> _TEXT_
========================================
Wendell Berry’s Passion Play
I don’t hesitate to say that damage or destruction of the land-community is morally wrong, just as [Aldo] Leopold did not hesitate to say so when he was composing his essay, “The Land Ethic,” in 1947. But I do not believe, as I think Leopold did not, that morality, even religious morality, is an adequate motive for good care of the land-community. The primary motive for good care and good use is always going to be affection, because affection involves us entirely. — Wendell Berry, “It All Turns On Affection”
The above quotation is a less insistently Jewish version of the case that I laid out in my earlier post on Wendell Berry’s recent Jefferson Lecture: that his case for and version of affection allows particular, rather than universal, truths to serve as arbiter of proper affection. I suppose it’s my prooftext—and like any true prooftext, it’s worthy of close attention.
But Berry is writing here about motivation, not about cause or justification. What will get us out of our beds and into the field with our mule, rather than our tractor-trailer? “I care for this place, and the tractor, unnatural, man’s creation, harms it; using the natural [1] mule instead will help me to repair it and be a better husband to it,” is a simpler case to make—especially to another—than, “It is immoral to use this tractor-trailer.” When challenged, “How do you know that?” the first question can be answered by, “I have used both; I have my experience as a farmer”; the latter, however, requires philosophical legwork and (perhaps) jujitsu to make it work.
The progression of affection-as-motive, then, is this: I live in a place. I have, then, commitments to this locality. This locality and my commitments/debt to it provide guidance to me. The locality comprises both the human community and the natural system—that is, Nature. To be guided, even in part, by a debt to the non-human, to Nature, is a realization and articulation of human limits. This guidance that shows me my debts and my limits is affection. It is always particular—to both the locality and, in increasingly small subdivisions, every community within the locality, down to the individual. It is determined, at least in non-negligible part, by particular, individual experience.
So far, so good. In a world without conflicts, this affection would suffice. But if affection is particular, my affection can come into conflict with my neighbor’s. This, I suppose, is easy enough to resolve through an appeal to communal experience as a means of determining a compromise or proper, affective, choice. (One of us, after all, might have accidentally veered into a short-sighted affection that Berry acknowledges.) Such a conflict could, that is, be resolved by recourse to affection itself.
Such is not (or not so easily) the case if my affection—or my community’s—comes into conflict with that of a distant, or non-local, community. Can we divert water and build a dam that will help provide electricity for the region? On the one hand, it will irrevocably alter—destroy, even—localities which some have affection for. At the same time, it will benefit other localities, and other people—not just in that I can have, eventually, high-speed internet in my home, but in that my town can have a better doctor’s office, better schools, and so on. Or: a scenario that calls for over-harvesting the land (or violating the limits set by Nature/affection) for a year or two to help alleviate famine elsewhere? My point is not that affection would require one to side, always, with one’s own locality—but that these and similar scenarios would require recourse to a mediating principle other than affection. At the limits of affection, one must turn to morality or turn inward.
========================================
> _OBJECTIVE A_
Could you reproduce the essay on Wendell Berry from "The progression of" to "particular, individual experience."?
> _OBJECTIVE B_
Would you rewrite every line of the records below as a Markdown table with a Row column for the line number and a Line column for the line itself, skipping blank lines? Leave the pictures out of the table.

> _DATA PROVIDED_
========================================
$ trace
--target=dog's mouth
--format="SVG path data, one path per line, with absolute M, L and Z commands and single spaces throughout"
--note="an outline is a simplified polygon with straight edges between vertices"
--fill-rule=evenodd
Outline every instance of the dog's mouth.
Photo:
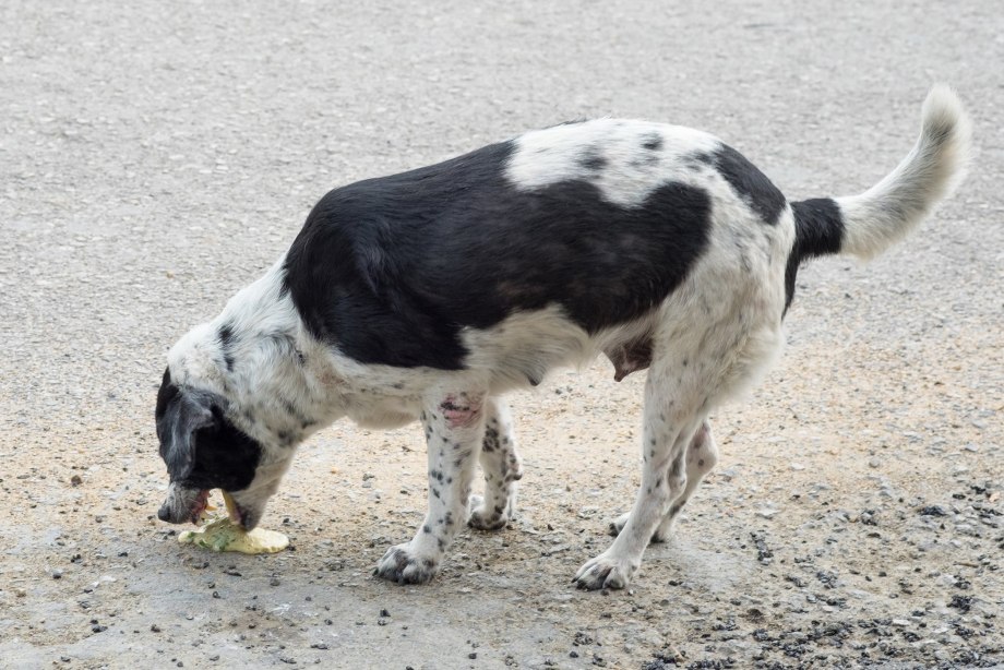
========================================
> _WORKED ANSWER A_
The progression of affection-as-motive, then, is this: I live in a place. I have, then, commitments to this locality. This locality and my commitments/debt to it provide guidance to me. The locality comprises both the human community and the natural system—that is, Nature. To be guided, even in part, by a debt to the non-human, to Nature, is a realization and articulation of human limits. This guidance that shows me my debts and my limits is affection. It is always particular—to both the locality and, in increasingly small subdivisions, every community within the locality, down to the individual. It is determined, at least in non-negligible part, by particular, individual experience.

> _WORKED ANSWER B_
| Row | Line |
|---|---|
| 1 | $ trace |
| 2 | --target=dog's mouth |
| 3 | --format="SVG path data, one path per line, with absolute M, L and Z commands and single spaces throughout" |
| 4 | --note="an outline is a simplified polygon with straight edges between vertices" |
| 5 | --fill-rule=evenodd |
| 6 | Outline every instance of the dog's mouth. |
| 7 | Photo: |